======== Study text ========

A locally running LLM advisory board

Inspired by Andrej Karpathy’s LLM Council, I decided to make something similar, but leverage my already existing LLM subscriptions to Claude, Gemini and ChatGPT as well as use my local models via Ollama.

Ultimately, I wanted to make something work without having to make API keys and manage it all via OpenRouter. For a Saturday afternoon vibe-project this is way too much hassle. Also I am literally spending many hundreds of dollars a month on AI subscriptions, and there’s only so much cash I’m prepared to give these companies.

The tool is an LLM advisory group running on your machine using your existing subscriptions or local models.

Ask a question, such as “What is the best way to poach an egg at home?” and get an answer from multiple perspectives and provide advice.

This approach uses a similar model as LLM Council. You get each model to provide an answer, then each LLM reviews all the others (anonymomised) and consolidates some feedback, and finally a judge composes all of the feedback into an answer. This LLM-as-judge pattern is a really good way to leverage poorer quality models (eg local or older, cheaper ones) and evaluate their output. This is especially useful when the judge is consolidating perspectives.

In addition to using local models or my subcriptions, I also wanted the process to have the option of multiple turns. Specifically, I wanted each “turn” to drive the models to revisit their previous responsed with new information or approaching it from a new perspective.

Depending on how many turns the user chooses to run for, each turn will have a general motivation - not dissimilar to stages of a well run workshop.

Turn 1: Baseline - each advisor answers freely then the chairman synthesises and produces a summary of all positions.
Turn 2: Divergence - advisors are given roles (more below) and push new ideas beyond the baseline. From this the chairman produces a task sheet of ideas to pursue.
Turn 3: Task solving - advisors work through the task sheet to close out ideas that may have been left open and needing closure. The chairman builds a convergence preparation summary.
Turn 4: Convergence - advisors propose their final positions. The chairman then composes the final answer.

You can see a sped up version of this occurring below:

A question is asked then the models each provide views and answers as advisors before synthesis

As noted above, in a multi-turn session, each of the advisors are given roles from Turn 2 onwards. This is to avoid stagnation and essentially each advisor just regurgitating the Chairman’s summary back into the pot.

By taking on the role (which changes each turn) it acts as a forcing function on the LLM to roleplay an alterantive position, using the inforamtion so far.

I found having this mix, especially when you have 3 or more advisors dramatically improves the novelty of response from turn to turn and exploration of the problem space.

Roles include Explorer, Skeptic, Synthesiser, Pragmatist, Theorist and Contrarian.

At the moment, the LLM is instructed to use their role to inform their updated position this turn. A further enhancement would be to include specific prompts to guide their behaviour into these personas even harder. That said, in most cases, simply saying “Your role this turn is to act as a Contrarian” is enough to get them to go in a different direction.

For something that was knocked up in an afternoon, whilst also watching the cricket, I’m surprised at how well it works. One caveat is that with a 4-turn session, it can take a while to execute (easily 8-15 mins). You can run the web LLMs concurrently but there’s a limit to running Ollama in parallel before your computer just melts down. So far I’ve had good success with 2 running concurrently on my MacBook.

After running a lot of test cases, I’ve generally found that even older (eg Phi3) or small (eg Mistral Small) models will gradually improve over a multi-turn scenario when there is solid feedback. AS a research exercise this is interesting in that as these models get cheaper to run, the cost to double, triple, quadruple check things gets less - so you may as well do it.

The code is all in GitHub and you can play with it on your laptop today with a quick install script.

======== Material supplied ========

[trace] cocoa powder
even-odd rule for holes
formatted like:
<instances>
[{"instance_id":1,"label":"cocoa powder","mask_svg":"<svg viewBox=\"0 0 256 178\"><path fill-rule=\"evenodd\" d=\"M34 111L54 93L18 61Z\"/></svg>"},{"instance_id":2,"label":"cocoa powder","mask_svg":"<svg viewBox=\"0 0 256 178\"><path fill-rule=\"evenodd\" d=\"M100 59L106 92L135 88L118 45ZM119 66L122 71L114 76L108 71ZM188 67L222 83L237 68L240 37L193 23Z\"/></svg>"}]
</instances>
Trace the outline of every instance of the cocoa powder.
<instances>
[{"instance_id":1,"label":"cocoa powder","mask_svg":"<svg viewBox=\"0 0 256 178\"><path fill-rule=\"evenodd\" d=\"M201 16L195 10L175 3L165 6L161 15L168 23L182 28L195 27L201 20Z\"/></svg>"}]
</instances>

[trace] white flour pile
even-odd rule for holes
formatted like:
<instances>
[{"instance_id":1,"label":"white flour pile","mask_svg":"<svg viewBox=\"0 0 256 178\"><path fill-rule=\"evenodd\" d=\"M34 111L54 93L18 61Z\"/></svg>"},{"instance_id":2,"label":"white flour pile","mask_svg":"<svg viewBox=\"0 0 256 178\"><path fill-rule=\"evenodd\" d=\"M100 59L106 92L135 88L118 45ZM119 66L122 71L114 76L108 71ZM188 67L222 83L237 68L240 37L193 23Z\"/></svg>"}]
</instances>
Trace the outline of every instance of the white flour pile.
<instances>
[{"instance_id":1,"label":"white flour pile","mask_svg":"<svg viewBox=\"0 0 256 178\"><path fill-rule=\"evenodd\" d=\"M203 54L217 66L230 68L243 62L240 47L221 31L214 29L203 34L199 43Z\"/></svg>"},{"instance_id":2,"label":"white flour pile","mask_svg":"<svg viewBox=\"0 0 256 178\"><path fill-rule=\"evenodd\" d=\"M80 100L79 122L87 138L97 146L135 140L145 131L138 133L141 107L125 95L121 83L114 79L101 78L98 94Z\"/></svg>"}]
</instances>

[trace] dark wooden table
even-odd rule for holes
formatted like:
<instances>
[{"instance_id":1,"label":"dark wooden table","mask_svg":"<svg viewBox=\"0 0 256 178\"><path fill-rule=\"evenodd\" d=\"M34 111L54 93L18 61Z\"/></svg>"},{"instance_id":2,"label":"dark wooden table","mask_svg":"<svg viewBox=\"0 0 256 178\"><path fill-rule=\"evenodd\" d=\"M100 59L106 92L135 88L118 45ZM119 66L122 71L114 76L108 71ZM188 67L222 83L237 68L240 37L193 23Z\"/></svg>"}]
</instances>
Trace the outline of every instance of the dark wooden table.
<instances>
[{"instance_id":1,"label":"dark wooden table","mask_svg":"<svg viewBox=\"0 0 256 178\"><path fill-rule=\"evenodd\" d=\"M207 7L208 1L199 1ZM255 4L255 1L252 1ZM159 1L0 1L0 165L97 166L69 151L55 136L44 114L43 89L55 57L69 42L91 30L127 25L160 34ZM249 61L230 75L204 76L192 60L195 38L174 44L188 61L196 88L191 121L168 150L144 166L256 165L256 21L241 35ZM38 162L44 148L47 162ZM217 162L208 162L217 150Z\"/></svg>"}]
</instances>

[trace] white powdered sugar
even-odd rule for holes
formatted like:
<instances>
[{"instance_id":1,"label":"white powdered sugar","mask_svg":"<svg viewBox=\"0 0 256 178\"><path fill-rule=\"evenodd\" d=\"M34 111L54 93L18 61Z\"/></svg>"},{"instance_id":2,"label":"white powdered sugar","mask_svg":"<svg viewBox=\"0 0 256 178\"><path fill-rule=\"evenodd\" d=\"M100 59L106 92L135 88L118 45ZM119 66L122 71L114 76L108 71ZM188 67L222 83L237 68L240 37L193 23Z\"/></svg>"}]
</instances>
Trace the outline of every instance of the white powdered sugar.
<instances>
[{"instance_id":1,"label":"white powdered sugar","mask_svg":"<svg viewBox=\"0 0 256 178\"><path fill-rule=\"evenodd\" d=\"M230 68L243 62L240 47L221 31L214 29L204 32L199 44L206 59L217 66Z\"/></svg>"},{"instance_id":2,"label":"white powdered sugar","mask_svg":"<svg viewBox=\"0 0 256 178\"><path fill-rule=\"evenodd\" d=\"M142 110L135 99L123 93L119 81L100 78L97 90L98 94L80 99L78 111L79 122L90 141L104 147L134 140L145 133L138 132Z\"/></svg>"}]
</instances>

========

(Problem statement): Reproduce the LLM advisory board post starting at "Turn 2: Divergence" and ending at "ideas to pursue.", swapping "Divergence" for "Expansion".

(Finished task):
Turn 2: Expansion - advisors are given roles (more below) and push new ideas beyond the baseline. From this the chairman produces a task sheet of ideas to pursue.